Render every line of the items below as a JSON list of strings, one string per line, with blank lines skipped. Leave the pictures out of the answer.
======== MATERIAL
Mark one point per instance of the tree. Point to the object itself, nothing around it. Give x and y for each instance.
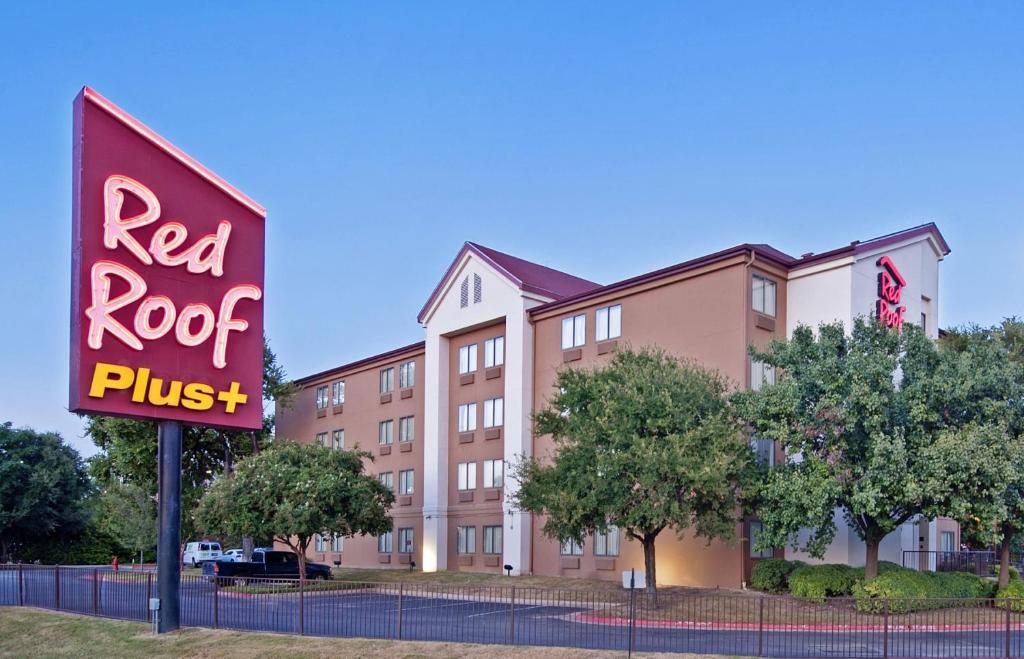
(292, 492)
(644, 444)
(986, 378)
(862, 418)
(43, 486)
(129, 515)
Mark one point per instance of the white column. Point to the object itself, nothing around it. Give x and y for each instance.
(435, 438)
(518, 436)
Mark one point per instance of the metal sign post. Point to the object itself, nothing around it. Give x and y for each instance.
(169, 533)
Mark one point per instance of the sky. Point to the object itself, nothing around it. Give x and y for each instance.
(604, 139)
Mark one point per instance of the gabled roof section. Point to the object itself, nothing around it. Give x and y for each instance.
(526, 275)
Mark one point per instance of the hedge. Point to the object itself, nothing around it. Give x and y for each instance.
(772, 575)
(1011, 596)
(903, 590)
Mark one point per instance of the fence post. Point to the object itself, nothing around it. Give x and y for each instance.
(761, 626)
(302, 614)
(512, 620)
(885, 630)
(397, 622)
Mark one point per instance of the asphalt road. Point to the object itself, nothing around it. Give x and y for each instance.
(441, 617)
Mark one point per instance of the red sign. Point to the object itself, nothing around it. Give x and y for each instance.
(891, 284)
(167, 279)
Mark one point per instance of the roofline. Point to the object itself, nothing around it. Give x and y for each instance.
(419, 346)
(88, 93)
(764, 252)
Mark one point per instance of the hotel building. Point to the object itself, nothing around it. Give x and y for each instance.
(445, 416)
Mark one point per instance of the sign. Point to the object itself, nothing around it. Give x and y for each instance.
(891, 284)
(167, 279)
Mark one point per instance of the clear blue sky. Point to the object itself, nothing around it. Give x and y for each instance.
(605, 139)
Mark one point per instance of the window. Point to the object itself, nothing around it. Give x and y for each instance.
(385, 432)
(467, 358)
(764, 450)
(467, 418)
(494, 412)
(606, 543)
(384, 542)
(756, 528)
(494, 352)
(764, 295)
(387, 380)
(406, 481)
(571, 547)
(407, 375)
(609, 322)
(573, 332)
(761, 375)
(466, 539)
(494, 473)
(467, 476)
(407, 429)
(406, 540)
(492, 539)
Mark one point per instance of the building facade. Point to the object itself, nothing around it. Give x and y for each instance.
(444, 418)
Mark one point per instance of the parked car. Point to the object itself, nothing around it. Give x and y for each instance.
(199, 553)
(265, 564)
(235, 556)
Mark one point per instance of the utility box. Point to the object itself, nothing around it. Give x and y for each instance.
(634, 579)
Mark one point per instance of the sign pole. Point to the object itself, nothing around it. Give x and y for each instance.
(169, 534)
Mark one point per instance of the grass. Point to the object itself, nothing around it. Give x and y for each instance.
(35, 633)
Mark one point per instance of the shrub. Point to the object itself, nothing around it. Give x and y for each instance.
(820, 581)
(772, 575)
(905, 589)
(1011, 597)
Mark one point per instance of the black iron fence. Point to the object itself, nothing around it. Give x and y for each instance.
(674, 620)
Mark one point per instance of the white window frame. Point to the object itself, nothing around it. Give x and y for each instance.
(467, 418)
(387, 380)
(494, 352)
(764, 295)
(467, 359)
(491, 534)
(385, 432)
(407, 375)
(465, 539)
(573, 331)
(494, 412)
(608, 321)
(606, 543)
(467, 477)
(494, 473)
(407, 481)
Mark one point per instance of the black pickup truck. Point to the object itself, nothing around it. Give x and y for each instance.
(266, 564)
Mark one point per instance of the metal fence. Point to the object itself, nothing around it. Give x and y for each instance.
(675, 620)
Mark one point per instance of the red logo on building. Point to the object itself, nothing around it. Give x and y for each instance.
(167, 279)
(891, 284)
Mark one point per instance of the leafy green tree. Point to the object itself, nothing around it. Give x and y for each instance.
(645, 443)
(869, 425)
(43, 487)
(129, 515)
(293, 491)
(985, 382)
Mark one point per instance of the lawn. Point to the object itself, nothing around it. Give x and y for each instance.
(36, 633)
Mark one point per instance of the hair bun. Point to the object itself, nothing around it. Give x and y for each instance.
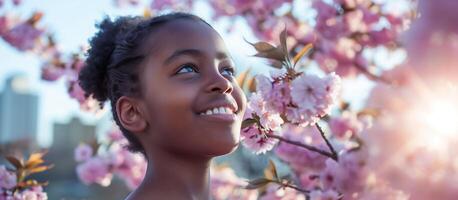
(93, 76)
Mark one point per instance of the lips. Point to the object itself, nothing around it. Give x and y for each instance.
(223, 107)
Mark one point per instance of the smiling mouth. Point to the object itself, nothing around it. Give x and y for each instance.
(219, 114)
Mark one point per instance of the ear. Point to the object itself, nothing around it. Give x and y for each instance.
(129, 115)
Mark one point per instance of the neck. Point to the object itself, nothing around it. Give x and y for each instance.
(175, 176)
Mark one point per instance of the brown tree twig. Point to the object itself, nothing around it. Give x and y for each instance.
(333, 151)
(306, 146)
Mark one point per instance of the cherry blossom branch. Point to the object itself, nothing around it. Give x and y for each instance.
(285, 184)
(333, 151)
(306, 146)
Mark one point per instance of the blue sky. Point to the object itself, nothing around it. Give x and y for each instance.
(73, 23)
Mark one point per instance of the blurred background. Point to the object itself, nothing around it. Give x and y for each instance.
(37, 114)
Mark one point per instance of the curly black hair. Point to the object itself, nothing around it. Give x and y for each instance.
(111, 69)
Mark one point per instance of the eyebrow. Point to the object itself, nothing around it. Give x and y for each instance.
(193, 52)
================
■ **TASK SOLUTION**:
[
  "Mark one point per instance of the tree. Point to the object itself, nothing around it. Give x and y for each instance.",
  "(292, 492)",
  "(644, 444)",
  "(986, 378)",
  "(862, 418)",
  "(43, 486)",
  "(129, 515)",
  "Mark one point per instance of the white column. Point to the object itself, nothing around it. Give x and y for each instance.",
  "(435, 438)",
  "(518, 436)",
  "Mark one point per instance of the metal sign post. Point to the object itself, nothing around it. Give x and y for each instance.",
  "(169, 533)",
  "Mark one point per instance of the sky. Point to the object itself, nothing around it. Give x and y for each instance.",
  "(604, 139)",
  "Mark one point per instance of the gabled roof section. Point to the object itself, nothing around it. Give x and y for each instance.",
  "(526, 275)",
  "Mark one point per instance of the hedge. Point to the object itself, nothing around it. Give x and y for each instance.",
  "(772, 575)",
  "(1011, 596)",
  "(903, 590)",
  "Mark one point per instance of the fence post. Point to the object itself, nothing around it. Give x and y for each instance.",
  "(761, 626)",
  "(302, 614)",
  "(512, 620)",
  "(885, 630)",
  "(397, 622)",
  "Mark one point per instance of the asphalt road. Point to the object itself, nothing around it. Give x and y for each instance.",
  "(441, 617)",
  "Mark one point per instance of the red sign. Point to the object itself, nothing around it. Give x and y for each instance.",
  "(891, 284)",
  "(167, 279)",
  "Mark one point per instance of the roofline. Point to the object itself, nothing around it. Give x and y for each instance.",
  "(419, 346)",
  "(88, 93)",
  "(764, 252)",
  "Mark one point per instance of the hotel building. Point to the object itself, nothing around it. Give x and y for each instance.",
  "(445, 416)",
  "Mark one point per instance of the sign. Point to the object itself, nothing around it. Give x and y for each instance.",
  "(891, 284)",
  "(167, 279)",
  "Mark one point per instance of the clear blue sky. Point to the object itself, nothing around it. Give x and y for each instance.",
  "(605, 139)",
  "Mark one point per instance of the window. Point to the object itself, nothing around it. Give x and y for each instance.",
  "(385, 432)",
  "(467, 358)",
  "(764, 450)",
  "(467, 418)",
  "(494, 412)",
  "(606, 543)",
  "(384, 542)",
  "(756, 528)",
  "(494, 352)",
  "(764, 295)",
  "(387, 380)",
  "(406, 481)",
  "(571, 547)",
  "(407, 375)",
  "(609, 322)",
  "(573, 332)",
  "(761, 375)",
  "(466, 539)",
  "(494, 473)",
  "(467, 476)",
  "(407, 429)",
  "(406, 540)",
  "(492, 539)",
  "Mark one point per instance of the building facade. Point to the object itself, nothing around it. Give x and y for each instance.",
  "(444, 418)",
  "Mark one point per instance of the parked car. Point to the object itself, nothing around it. Give x and y for each instance.",
  "(199, 553)",
  "(265, 564)",
  "(235, 556)",
  "Mark one point per instance of the utility box. Point to the object itself, nothing around it. Give x and y for each instance.",
  "(634, 579)",
  "Mark one point per instance of the sign pole. Point to the object itself, nothing around it. Give x and y for each instance.",
  "(169, 534)",
  "Mark one point per instance of the grass. Point to the object itself, nothing around it. Give x and y for each instance.",
  "(35, 633)",
  "Mark one point per instance of the shrub. Point to the object itself, nothing around it. Give x and y for each instance.",
  "(820, 581)",
  "(772, 575)",
  "(905, 589)",
  "(1011, 597)",
  "Mark one point per instance of the black iron fence. Point to the object itself, nothing around it. Give x and y for each instance.",
  "(674, 620)",
  "Mark one point per instance of the white window frame. Point to the object itself, nothing around it. Give x and y for each instance.",
  "(467, 418)",
  "(387, 380)",
  "(494, 352)",
  "(764, 295)",
  "(467, 359)",
  "(491, 534)",
  "(385, 432)",
  "(407, 375)",
  "(465, 539)",
  "(573, 331)",
  "(494, 412)",
  "(608, 321)",
  "(606, 543)",
  "(467, 477)",
  "(494, 473)",
  "(407, 481)",
  "Mark one point per instance of the black pickup truck. Point to the object itself, nothing around it. Give x and y for each instance.",
  "(266, 564)",
  "Mark one point per instance of the metal fence. Point to the object itself, nothing around it. Give x and y for each instance.",
  "(675, 620)",
  "Mark one point per instance of the red logo on building. Point to the object itself, nothing around it. Give x and y for each instance.",
  "(167, 279)",
  "(891, 284)",
  "Mark one point per instance of the leafy green tree. Point to the object itself, nothing around it. Give x and y for each instance.",
  "(645, 443)",
  "(869, 425)",
  "(43, 487)",
  "(129, 515)",
  "(293, 491)",
  "(985, 382)",
  "Mark one point per instance of the lawn. Point to the object itself, nothing around it. Give x and y for each instance.",
  "(36, 633)",
  "Mark one point per instance of the hair bun. Point to the object itself, nothing around it. Give x and y for each instance.",
  "(93, 76)",
  "Mark one point per instance of the lips. Point to the object itself, nothing around it. Give x and y for each instance.",
  "(223, 107)",
  "Mark one point per instance of the smiling mouth. Point to the object itself, nothing around it. Give x and y for each instance.",
  "(219, 114)",
  "Mark one point per instance of the ear. Point to the object itself, nothing around it. Give x and y for each instance.",
  "(129, 115)",
  "Mark one point per instance of the neck. Point to the object itself, nothing around it. Give x and y for each instance.",
  "(175, 176)",
  "Mark one point per instance of the brown tree twig. Point to the object itself, nothing around it. Give x and y for each instance.",
  "(333, 151)",
  "(306, 146)",
  "Mark one point per instance of the cherry blossom branch. Point to the object itself, nothing around it. Give x and y for each instance.",
  "(285, 184)",
  "(333, 151)",
  "(306, 146)",
  "Mark one point per instance of the blue sky. Point to the object itself, nothing around it. Give x and y for each instance.",
  "(73, 23)",
  "Mark one point per instance of the blurred background. Point to the object itself, nothing around it. Give x and y for each instance.",
  "(37, 114)",
  "Mark one point per instance of the curly black hair. Point to the object itself, nothing around it. Give x and y for each instance.",
  "(111, 69)",
  "Mark one point per instance of the eyebrow. Point to the object itself, nothing around it. Give x and y for each instance.",
  "(193, 52)"
]